REQUIRED WORK - What is needed is an exact copy of every record below.

--- EXERCISE MATERIALS Enclosed Below ---

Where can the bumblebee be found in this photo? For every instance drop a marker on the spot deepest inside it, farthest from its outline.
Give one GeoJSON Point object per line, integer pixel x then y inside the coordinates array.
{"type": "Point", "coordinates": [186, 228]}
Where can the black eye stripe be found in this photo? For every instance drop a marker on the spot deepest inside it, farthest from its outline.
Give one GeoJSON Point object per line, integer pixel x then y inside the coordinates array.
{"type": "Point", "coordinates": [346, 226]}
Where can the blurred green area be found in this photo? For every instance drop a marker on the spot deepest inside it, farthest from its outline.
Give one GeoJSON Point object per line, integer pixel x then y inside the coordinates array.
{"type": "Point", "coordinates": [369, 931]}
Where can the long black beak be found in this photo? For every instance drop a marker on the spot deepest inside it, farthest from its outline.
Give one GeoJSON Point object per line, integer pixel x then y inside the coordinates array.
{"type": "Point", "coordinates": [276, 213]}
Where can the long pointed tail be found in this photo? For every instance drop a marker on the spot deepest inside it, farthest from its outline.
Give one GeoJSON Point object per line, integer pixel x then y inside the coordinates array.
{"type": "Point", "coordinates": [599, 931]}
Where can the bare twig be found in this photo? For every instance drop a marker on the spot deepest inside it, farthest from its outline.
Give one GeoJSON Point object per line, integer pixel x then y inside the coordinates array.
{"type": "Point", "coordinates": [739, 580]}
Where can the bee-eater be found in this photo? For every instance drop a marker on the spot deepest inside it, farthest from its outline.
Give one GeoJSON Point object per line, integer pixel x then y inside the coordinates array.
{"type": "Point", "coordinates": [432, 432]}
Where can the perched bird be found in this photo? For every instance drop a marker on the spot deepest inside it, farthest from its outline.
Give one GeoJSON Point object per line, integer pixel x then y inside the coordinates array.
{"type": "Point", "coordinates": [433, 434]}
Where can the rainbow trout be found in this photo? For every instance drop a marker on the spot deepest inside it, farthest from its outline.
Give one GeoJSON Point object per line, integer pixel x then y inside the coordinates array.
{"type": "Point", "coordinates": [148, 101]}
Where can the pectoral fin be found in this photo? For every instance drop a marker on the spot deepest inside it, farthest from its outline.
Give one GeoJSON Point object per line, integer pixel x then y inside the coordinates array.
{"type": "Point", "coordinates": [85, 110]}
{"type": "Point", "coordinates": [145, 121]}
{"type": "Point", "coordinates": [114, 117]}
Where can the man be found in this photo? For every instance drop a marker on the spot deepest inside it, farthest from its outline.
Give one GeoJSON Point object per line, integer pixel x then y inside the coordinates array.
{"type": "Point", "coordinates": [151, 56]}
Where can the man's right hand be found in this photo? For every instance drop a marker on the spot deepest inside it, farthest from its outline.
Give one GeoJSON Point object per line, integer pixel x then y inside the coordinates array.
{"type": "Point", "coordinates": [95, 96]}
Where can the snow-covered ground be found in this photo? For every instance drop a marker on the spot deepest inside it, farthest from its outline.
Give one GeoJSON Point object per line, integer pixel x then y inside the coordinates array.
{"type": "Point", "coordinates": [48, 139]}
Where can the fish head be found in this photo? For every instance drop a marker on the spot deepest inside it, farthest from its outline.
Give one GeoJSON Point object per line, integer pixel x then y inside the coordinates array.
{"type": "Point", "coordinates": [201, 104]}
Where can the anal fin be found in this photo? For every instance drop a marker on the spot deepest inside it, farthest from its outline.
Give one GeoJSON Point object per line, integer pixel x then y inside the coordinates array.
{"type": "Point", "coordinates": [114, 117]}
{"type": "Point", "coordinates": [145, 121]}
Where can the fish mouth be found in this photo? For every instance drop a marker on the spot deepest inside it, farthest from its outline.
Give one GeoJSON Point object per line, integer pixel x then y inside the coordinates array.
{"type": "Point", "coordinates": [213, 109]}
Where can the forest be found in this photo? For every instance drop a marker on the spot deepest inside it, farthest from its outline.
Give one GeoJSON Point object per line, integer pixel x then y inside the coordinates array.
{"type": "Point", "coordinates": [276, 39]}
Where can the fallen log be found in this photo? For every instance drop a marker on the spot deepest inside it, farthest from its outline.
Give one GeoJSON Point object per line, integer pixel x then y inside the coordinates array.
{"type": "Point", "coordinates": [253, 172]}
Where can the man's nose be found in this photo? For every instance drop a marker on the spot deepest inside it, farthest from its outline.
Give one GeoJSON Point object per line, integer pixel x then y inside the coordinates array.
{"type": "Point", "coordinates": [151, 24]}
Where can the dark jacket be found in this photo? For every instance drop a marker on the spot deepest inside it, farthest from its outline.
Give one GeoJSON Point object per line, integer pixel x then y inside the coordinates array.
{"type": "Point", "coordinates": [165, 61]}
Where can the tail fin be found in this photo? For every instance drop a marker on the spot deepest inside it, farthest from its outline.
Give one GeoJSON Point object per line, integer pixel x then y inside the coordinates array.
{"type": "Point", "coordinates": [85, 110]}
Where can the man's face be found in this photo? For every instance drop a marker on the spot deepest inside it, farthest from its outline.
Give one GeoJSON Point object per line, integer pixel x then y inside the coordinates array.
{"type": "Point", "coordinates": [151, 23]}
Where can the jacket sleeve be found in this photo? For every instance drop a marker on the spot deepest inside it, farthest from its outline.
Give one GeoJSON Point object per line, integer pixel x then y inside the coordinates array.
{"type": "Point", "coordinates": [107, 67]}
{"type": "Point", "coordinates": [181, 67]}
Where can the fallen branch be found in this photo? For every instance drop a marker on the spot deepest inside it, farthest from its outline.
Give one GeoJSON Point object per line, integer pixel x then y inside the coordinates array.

--- End of Enclosed EXERCISE MATERIALS ---

OUTPUT FOR THIS TASK -
Where can the bumblebee be found in this photo? For every instance drop a marker on the spot deepest inside it, farthest from its outline.
Give one GeoJSON Point object per line, integer pixel x then y inside the coordinates array.
{"type": "Point", "coordinates": [186, 228]}
Where can the black eye stripe be found in this photo? For every instance drop a marker on the spot deepest inside it, farthest from its outline.
Give one GeoJSON Point object per line, integer pixel x then y inside the coordinates array.
{"type": "Point", "coordinates": [346, 226]}
Where can the blurred green area be found in this photo? For every instance drop a marker on the spot deepest inside it, farthest from its outline.
Give one GeoJSON Point object per line, integer pixel x then y inside the coordinates array.
{"type": "Point", "coordinates": [369, 931]}
Where can the long black beak be found in this photo? For every instance drop a marker on the spot deepest inside it, farthest from its outline.
Give one GeoJSON Point object per line, integer pixel x then y inside the coordinates array.
{"type": "Point", "coordinates": [276, 213]}
Where can the long pointed tail be found in this photo? For every instance drop a marker on the spot deepest inside it, farthest from its outline.
Give one GeoJSON Point object per line, integer pixel x then y inside the coordinates array.
{"type": "Point", "coordinates": [599, 931]}
Where can the bare twig be found in this photo? For every instance drop a marker on the spot deepest inside it, farthest from its outline.
Give one GeoJSON Point object per line, integer pixel x then y inside the coordinates array.
{"type": "Point", "coordinates": [739, 580]}
Where can the bee-eater be found in this photo? For every instance drop a marker on the spot deepest inside it, farthest from its outline.
Give one GeoJSON Point object per line, integer pixel x then y inside the coordinates array.
{"type": "Point", "coordinates": [432, 432]}
Where can the perched bird be found in this photo? For every instance drop a marker on the spot deepest inside it, farthest from its outline.
Give one GeoJSON Point object per line, integer pixel x then y inside the coordinates array.
{"type": "Point", "coordinates": [433, 434]}
Where can the rainbow trout be found in this photo? For every instance drop a marker on the spot deepest inside it, farthest from its outline.
Give one GeoJSON Point object per line, integer pixel x then y inside the coordinates array.
{"type": "Point", "coordinates": [148, 101]}
Where can the pectoral fin be found in this photo? For every instance drop a marker on the spot deepest inside it, farthest from its outline.
Give one GeoJSON Point object per line, integer pixel x then y inside the coordinates array.
{"type": "Point", "coordinates": [85, 110]}
{"type": "Point", "coordinates": [145, 121]}
{"type": "Point", "coordinates": [114, 117]}
Where can the man be found in this photo? For every instance drop a marker on the spot deepest inside it, farthest from its outline.
Give one GeoJSON Point object per line, integer pixel x then y inside the coordinates array.
{"type": "Point", "coordinates": [151, 56]}
Where can the man's right hand be found in this photo? For every instance drop a marker on the spot deepest inside it, farthest from its outline.
Give one GeoJSON Point object per line, integer pixel x then y inside the coordinates array.
{"type": "Point", "coordinates": [95, 96]}
Where can the snow-covered ground be found in this photo? For every instance drop a marker on the spot deepest inside it, farthest from its outline.
Give one GeoJSON Point object per line, integer pixel x then y inside the coordinates array.
{"type": "Point", "coordinates": [48, 139]}
Where can the fish head be found in this photo? For every instance drop a marker on the spot deepest inside it, farthest from its outline.
Give one GeoJSON Point object per line, integer pixel x then y inside the coordinates array.
{"type": "Point", "coordinates": [201, 104]}
Where can the anal fin be found in this photo? For every instance drop a marker on the spot deepest inside it, farthest from its outline.
Give one GeoJSON Point object per line, integer pixel x then y inside the coordinates array.
{"type": "Point", "coordinates": [114, 117]}
{"type": "Point", "coordinates": [145, 121]}
Where can the fish mouth be found in this photo? For every instance drop a marker on the spot deepest inside it, farthest from its outline.
Give one GeoJSON Point object per line, integer pixel x then y inside the coordinates array.
{"type": "Point", "coordinates": [213, 109]}
Where can the forest be found in this photo? For every instance drop a marker on the spot deepest inside it, farthest from its outline.
Give one GeoJSON Point object per line, integer pixel x then y inside the coordinates array.
{"type": "Point", "coordinates": [276, 39]}
Where can the fallen log be found in this photo? For every instance drop a marker on the spot deepest inside it, farthest from its outline.
Give one GeoJSON Point object per line, integer pixel x then y inside the coordinates array.
{"type": "Point", "coordinates": [253, 172]}
Where can the man's nose be found in this photo? For every instance drop a marker on the spot deepest inside it, farthest from its outline.
Give one GeoJSON Point object per line, integer pixel x then y inside the coordinates array.
{"type": "Point", "coordinates": [151, 24]}
Where can the dark jacket be found in this photo? For every instance drop a marker on the spot deepest inside it, farthest from its outline.
Give one GeoJSON Point object per line, integer pixel x then y inside the coordinates array.
{"type": "Point", "coordinates": [165, 61]}
Where can the tail fin be found in this photo? For every instance drop a marker on the spot deepest inside it, farthest from its outline.
Give one GeoJSON Point object per line, integer pixel x then y inside the coordinates array.
{"type": "Point", "coordinates": [85, 110]}
Where can the man's face be found in this photo? For every instance drop a marker on the spot deepest inside it, farthest from its outline.
Give one GeoJSON Point object per line, integer pixel x then y inside the coordinates array.
{"type": "Point", "coordinates": [151, 23]}
Where can the jacket sleeve be found in this photo? For every instance drop a marker on the spot deepest inside it, farthest from its outline.
Give one GeoJSON Point object per line, integer pixel x then y inside the coordinates array.
{"type": "Point", "coordinates": [107, 67]}
{"type": "Point", "coordinates": [181, 67]}
Where can the fallen branch be found in this photo? For every instance drop a marker on the spot deepest inside it, farthest from its outline.
Give one GeoJSON Point object per line, integer pixel x then y inside the coordinates array.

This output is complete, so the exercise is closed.